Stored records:
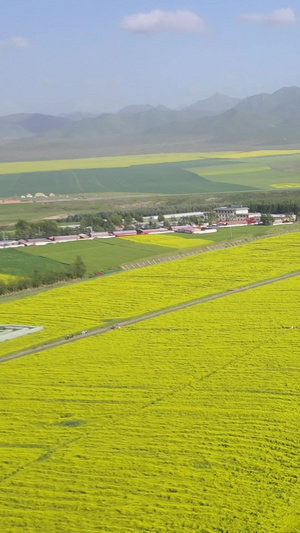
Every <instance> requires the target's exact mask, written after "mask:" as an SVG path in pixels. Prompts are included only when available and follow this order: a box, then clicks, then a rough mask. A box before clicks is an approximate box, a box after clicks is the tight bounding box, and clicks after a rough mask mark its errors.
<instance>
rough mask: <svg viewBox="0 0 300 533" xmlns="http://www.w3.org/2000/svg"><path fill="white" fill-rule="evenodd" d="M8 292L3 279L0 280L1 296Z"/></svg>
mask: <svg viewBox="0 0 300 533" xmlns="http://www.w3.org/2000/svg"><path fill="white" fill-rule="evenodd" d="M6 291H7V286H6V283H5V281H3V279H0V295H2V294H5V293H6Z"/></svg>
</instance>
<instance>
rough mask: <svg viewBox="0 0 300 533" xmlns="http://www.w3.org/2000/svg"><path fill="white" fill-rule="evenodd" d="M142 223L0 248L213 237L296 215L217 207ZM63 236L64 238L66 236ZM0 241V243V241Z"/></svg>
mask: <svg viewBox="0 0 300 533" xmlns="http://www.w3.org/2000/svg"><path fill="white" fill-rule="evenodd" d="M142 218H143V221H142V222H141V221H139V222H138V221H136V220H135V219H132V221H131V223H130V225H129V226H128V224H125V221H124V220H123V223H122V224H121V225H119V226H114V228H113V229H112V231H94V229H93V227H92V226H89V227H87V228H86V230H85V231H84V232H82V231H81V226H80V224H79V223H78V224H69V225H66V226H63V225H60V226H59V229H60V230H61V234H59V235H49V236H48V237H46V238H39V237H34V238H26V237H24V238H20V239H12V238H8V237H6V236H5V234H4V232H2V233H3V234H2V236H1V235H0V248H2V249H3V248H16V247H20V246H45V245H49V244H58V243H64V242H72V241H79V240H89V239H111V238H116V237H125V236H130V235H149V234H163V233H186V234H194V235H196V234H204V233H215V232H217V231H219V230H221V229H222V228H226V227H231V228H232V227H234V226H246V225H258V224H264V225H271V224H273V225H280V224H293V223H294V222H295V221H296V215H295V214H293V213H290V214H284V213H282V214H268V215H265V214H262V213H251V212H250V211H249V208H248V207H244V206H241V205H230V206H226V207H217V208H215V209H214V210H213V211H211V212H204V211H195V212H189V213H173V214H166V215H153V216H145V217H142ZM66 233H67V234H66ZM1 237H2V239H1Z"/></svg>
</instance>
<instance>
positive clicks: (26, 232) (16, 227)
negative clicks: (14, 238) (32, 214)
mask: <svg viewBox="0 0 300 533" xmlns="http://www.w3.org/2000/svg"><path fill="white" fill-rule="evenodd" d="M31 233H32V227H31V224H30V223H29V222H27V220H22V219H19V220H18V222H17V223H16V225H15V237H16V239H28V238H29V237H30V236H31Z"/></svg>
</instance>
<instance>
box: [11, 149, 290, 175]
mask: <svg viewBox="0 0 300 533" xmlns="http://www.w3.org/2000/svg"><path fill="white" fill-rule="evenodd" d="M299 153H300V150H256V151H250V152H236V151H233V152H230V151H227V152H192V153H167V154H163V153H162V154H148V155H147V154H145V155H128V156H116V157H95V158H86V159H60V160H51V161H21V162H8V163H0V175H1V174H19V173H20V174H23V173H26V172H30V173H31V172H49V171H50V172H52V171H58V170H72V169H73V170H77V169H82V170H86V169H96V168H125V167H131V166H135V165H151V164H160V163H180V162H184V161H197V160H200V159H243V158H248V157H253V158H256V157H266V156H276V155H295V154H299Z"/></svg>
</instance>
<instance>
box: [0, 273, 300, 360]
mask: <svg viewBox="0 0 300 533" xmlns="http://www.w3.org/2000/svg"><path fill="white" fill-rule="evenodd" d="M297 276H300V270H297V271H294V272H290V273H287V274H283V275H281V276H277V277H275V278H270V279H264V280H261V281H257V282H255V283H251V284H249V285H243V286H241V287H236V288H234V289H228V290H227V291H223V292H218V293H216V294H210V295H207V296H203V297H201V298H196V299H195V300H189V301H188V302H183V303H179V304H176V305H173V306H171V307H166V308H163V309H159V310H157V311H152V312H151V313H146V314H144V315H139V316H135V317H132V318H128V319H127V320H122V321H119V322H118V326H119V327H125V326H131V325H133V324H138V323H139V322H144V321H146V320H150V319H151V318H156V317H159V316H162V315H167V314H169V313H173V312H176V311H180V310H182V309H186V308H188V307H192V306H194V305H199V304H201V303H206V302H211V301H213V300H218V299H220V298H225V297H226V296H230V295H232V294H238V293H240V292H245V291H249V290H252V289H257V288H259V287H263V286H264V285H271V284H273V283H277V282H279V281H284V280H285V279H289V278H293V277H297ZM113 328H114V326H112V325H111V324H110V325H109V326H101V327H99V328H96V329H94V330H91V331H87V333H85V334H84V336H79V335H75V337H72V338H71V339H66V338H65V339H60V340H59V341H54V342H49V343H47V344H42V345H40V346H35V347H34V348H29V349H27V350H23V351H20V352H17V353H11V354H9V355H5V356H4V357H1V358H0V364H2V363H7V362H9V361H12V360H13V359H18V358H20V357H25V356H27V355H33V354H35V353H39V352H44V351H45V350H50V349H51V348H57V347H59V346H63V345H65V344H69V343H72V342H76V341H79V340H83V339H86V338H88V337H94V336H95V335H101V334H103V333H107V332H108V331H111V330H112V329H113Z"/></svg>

==

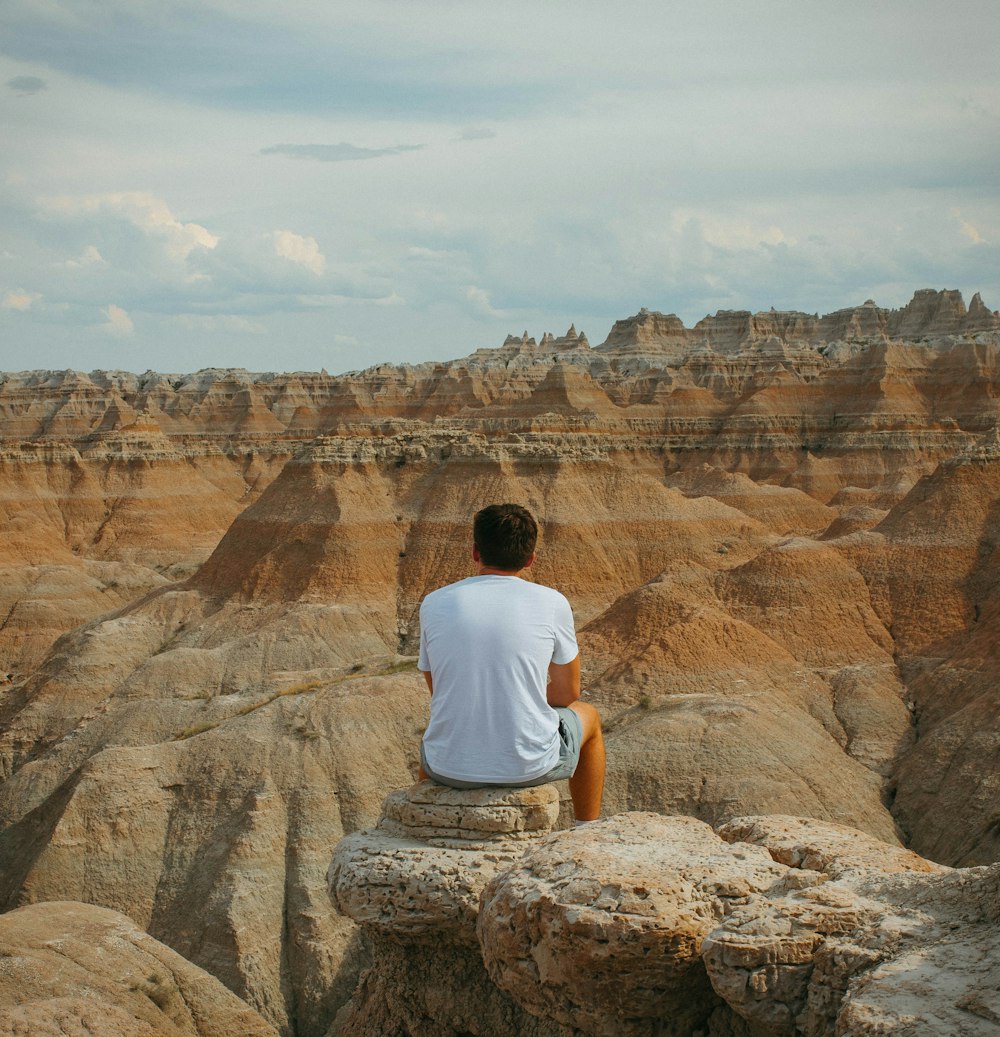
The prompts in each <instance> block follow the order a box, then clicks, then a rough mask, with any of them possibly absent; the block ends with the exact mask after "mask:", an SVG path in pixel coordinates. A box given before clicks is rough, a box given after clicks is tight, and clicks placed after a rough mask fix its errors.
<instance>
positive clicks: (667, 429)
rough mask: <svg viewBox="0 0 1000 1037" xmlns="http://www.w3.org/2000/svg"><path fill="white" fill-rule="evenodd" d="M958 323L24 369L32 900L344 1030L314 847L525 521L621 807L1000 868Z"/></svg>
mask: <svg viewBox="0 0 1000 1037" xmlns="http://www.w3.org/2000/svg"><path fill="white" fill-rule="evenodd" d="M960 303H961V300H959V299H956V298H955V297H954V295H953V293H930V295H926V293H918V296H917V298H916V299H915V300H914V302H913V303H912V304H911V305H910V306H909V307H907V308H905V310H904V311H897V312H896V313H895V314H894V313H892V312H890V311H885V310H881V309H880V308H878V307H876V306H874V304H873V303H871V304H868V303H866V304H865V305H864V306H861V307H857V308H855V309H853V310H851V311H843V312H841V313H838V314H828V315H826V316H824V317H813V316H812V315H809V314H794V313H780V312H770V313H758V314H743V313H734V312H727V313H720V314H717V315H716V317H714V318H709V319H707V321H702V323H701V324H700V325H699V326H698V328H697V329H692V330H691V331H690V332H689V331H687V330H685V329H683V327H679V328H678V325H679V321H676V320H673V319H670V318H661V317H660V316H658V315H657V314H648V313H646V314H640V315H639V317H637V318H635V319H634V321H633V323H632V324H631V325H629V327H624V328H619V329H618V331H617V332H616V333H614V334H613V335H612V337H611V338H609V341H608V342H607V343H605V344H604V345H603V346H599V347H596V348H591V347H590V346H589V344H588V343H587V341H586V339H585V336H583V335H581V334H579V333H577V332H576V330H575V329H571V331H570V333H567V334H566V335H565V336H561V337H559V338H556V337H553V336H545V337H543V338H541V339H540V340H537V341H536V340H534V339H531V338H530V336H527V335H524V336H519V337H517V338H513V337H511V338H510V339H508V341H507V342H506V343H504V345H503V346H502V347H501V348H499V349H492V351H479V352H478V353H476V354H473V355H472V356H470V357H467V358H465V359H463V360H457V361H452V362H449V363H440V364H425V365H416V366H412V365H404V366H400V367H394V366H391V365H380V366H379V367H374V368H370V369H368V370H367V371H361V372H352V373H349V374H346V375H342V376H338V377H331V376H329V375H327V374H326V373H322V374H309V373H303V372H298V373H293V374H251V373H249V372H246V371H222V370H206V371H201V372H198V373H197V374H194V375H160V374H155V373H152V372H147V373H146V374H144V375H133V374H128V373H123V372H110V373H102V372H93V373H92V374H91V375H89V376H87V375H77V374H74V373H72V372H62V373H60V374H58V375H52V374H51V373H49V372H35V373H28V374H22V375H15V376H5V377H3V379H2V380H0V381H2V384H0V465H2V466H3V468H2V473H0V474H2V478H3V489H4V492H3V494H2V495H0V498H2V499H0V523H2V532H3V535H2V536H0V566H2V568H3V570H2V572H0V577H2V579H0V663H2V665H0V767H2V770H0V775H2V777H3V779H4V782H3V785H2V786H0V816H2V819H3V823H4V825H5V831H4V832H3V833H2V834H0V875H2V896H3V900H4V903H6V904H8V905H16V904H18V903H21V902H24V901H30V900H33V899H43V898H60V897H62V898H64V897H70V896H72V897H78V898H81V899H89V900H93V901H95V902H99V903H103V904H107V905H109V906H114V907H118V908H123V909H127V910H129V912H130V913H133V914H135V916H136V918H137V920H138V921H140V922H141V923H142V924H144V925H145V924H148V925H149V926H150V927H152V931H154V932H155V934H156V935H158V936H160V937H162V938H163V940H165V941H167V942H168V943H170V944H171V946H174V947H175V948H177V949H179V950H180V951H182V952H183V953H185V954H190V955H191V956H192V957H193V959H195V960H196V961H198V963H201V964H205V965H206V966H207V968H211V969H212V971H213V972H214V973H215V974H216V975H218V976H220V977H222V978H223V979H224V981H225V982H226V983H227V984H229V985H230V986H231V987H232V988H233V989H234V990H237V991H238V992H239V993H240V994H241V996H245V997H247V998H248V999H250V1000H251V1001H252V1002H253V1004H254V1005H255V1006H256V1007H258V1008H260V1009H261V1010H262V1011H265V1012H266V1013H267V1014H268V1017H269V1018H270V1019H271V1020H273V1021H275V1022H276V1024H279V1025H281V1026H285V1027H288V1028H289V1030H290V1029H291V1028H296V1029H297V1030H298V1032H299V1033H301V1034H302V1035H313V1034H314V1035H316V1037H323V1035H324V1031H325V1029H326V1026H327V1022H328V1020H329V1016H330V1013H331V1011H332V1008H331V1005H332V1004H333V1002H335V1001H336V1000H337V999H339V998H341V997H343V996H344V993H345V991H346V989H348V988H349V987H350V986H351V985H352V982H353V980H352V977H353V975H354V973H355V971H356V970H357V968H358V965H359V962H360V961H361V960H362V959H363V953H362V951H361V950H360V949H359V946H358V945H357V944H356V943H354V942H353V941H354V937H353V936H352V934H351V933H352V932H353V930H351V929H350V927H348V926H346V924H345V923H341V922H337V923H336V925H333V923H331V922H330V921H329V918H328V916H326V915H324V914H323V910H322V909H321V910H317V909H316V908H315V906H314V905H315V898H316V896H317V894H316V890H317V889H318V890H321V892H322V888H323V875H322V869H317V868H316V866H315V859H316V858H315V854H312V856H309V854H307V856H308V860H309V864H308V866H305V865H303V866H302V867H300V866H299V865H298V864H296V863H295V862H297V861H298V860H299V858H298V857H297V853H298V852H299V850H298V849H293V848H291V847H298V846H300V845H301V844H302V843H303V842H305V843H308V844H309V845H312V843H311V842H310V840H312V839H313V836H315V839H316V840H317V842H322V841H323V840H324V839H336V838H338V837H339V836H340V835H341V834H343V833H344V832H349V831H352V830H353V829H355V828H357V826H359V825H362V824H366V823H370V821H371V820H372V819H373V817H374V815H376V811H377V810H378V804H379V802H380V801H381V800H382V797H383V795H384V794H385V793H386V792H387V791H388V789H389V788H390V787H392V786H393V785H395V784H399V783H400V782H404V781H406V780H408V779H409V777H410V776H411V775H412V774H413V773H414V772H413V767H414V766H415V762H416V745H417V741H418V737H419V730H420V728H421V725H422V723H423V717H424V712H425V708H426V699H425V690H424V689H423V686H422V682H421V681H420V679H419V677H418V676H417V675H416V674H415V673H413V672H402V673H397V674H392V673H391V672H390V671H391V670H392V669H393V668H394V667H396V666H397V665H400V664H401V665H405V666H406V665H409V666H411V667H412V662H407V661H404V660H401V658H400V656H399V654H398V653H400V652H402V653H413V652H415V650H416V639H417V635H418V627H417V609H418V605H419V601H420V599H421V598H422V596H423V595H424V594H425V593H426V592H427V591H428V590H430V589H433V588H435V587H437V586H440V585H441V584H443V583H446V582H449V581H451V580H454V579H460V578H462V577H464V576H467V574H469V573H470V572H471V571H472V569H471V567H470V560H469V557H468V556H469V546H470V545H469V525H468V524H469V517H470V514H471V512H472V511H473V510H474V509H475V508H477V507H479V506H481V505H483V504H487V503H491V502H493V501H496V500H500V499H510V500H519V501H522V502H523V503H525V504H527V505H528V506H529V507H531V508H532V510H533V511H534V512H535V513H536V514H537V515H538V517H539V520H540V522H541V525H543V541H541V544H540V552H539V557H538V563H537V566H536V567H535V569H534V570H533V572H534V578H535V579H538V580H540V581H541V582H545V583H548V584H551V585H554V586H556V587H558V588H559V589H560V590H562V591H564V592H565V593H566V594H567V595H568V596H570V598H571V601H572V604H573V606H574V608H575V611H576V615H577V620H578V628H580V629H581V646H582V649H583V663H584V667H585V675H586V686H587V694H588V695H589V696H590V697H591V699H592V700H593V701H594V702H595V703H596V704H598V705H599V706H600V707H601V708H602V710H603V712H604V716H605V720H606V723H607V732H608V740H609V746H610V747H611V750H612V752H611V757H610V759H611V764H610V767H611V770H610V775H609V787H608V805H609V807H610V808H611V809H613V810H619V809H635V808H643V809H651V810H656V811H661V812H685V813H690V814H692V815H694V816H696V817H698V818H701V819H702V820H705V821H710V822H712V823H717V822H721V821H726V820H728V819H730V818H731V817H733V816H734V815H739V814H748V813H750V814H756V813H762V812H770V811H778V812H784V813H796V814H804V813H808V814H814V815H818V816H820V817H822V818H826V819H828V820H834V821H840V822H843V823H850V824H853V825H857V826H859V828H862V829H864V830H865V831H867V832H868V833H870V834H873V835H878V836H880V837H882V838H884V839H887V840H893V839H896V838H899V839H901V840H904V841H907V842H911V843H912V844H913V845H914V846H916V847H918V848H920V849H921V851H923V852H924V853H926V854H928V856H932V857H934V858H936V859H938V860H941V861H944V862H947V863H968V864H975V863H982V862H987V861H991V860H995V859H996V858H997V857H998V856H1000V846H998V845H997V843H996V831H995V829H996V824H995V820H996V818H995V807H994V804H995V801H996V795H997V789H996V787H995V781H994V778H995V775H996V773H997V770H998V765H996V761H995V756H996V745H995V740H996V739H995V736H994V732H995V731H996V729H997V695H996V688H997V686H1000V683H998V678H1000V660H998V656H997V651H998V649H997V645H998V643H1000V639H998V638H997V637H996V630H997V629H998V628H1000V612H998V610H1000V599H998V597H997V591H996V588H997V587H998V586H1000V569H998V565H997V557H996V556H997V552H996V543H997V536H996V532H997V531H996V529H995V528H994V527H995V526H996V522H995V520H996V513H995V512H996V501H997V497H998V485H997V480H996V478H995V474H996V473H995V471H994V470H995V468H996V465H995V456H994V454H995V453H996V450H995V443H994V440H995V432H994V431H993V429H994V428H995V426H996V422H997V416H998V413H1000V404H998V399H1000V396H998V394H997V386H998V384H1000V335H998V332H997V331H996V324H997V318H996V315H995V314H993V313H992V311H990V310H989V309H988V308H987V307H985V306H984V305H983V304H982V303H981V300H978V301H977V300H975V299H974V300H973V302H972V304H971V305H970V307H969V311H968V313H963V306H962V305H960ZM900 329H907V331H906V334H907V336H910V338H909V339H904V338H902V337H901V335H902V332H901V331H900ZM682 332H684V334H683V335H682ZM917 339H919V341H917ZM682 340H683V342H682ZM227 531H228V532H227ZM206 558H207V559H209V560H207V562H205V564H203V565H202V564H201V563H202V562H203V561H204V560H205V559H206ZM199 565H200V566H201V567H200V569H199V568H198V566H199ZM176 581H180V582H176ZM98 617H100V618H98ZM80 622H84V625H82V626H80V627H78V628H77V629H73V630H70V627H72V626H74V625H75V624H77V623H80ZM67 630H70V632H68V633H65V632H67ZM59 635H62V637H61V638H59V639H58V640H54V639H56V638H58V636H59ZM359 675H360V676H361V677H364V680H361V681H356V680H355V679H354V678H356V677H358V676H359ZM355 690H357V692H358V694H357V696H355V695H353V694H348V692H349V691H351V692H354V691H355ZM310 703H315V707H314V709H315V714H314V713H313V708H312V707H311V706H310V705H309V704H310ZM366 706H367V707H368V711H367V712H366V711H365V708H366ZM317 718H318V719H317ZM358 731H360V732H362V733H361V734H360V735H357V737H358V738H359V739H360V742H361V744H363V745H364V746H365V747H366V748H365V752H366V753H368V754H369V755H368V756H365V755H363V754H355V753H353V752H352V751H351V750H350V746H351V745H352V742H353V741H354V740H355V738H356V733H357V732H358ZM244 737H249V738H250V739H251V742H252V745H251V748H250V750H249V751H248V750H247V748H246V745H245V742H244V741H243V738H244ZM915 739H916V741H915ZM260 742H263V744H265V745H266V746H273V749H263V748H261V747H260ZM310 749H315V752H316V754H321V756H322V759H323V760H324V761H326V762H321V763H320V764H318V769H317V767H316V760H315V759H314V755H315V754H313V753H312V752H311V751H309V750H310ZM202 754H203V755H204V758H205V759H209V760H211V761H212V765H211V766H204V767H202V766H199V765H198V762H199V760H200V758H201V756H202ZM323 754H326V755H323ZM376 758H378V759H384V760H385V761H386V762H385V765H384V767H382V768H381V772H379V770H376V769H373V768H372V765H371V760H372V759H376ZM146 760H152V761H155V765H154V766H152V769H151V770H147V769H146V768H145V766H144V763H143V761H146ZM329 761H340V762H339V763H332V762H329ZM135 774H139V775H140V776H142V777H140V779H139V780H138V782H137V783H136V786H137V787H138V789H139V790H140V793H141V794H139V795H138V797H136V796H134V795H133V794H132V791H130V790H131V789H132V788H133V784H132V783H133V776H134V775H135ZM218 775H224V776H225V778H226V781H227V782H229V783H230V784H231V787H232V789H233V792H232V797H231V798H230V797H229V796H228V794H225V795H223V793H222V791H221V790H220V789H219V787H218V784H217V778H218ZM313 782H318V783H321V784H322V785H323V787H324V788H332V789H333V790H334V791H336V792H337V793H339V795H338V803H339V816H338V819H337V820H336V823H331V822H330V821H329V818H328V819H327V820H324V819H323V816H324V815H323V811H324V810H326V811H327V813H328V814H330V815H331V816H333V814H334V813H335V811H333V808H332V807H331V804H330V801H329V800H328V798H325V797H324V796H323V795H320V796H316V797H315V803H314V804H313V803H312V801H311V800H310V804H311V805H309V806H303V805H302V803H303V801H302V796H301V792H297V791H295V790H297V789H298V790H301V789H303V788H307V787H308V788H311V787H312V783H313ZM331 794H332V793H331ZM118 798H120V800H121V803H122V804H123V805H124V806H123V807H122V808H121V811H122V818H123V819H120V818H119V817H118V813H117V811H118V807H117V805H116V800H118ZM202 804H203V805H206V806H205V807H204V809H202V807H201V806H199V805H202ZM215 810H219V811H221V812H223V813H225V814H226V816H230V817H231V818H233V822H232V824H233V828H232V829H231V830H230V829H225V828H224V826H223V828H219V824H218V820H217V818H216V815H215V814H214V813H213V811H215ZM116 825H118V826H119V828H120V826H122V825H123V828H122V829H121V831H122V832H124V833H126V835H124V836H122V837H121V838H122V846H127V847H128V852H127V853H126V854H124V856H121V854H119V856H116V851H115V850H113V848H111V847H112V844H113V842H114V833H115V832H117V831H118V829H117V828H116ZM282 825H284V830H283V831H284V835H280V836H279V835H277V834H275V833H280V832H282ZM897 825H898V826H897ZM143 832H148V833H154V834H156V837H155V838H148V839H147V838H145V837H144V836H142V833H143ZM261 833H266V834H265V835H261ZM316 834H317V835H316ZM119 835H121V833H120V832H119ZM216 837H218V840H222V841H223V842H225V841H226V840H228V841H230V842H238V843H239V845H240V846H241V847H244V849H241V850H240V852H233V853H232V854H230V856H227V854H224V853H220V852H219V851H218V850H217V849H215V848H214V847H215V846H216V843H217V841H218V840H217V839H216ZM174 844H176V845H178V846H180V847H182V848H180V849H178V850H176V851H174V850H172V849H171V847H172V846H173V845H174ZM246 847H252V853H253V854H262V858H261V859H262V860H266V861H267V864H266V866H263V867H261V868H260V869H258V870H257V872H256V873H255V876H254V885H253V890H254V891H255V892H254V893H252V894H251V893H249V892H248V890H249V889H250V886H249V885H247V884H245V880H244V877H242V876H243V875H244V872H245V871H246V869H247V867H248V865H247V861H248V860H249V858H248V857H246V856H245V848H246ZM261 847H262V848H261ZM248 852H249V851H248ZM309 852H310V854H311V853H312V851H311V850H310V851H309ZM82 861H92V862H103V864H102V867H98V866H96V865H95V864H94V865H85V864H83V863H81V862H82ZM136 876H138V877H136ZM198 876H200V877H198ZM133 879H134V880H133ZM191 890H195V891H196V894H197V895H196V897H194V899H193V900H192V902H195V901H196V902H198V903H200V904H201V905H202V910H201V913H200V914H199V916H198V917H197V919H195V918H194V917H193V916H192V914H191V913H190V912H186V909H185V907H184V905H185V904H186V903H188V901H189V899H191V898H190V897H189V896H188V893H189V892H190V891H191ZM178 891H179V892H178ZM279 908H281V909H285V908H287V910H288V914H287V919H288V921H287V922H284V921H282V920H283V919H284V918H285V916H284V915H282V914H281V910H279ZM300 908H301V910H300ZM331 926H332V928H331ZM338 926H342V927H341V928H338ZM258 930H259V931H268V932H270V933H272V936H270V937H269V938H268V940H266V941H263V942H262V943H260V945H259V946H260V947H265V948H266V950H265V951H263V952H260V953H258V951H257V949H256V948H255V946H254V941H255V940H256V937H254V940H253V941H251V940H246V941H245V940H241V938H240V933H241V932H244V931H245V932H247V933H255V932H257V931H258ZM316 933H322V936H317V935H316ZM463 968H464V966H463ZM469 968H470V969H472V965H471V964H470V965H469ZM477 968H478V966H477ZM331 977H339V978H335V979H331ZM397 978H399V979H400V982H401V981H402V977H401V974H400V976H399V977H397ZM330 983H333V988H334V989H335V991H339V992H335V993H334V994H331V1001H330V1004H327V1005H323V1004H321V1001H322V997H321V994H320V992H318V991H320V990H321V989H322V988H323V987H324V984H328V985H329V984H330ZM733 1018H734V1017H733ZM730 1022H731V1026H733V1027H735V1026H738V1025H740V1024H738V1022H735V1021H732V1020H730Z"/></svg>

--

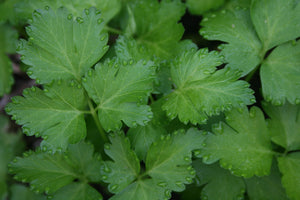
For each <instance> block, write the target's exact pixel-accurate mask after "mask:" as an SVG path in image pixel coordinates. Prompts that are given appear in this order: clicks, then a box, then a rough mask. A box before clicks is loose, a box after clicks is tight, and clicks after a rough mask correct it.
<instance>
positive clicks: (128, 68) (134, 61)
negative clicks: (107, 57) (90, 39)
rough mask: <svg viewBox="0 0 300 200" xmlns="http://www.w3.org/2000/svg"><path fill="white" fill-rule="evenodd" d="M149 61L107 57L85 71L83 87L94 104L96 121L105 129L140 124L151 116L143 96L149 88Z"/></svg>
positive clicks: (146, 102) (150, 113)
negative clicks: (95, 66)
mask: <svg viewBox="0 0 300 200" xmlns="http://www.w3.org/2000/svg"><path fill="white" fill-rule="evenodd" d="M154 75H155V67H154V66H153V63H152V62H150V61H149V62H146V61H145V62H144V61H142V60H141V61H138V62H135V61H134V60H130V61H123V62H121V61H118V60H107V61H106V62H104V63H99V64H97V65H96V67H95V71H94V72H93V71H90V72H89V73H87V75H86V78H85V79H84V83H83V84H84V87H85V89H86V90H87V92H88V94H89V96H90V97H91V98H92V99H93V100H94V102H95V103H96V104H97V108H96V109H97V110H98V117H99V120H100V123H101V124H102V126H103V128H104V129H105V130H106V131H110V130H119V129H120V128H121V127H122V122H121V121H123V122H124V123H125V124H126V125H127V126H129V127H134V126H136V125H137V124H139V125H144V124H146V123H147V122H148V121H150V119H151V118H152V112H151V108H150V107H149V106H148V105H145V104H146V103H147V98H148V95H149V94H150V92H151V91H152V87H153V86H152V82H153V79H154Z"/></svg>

◆ Problem to work on: Among the lines of the data above, count those containing the word "positive" and report the total alone.

◆ Response for this exercise: 4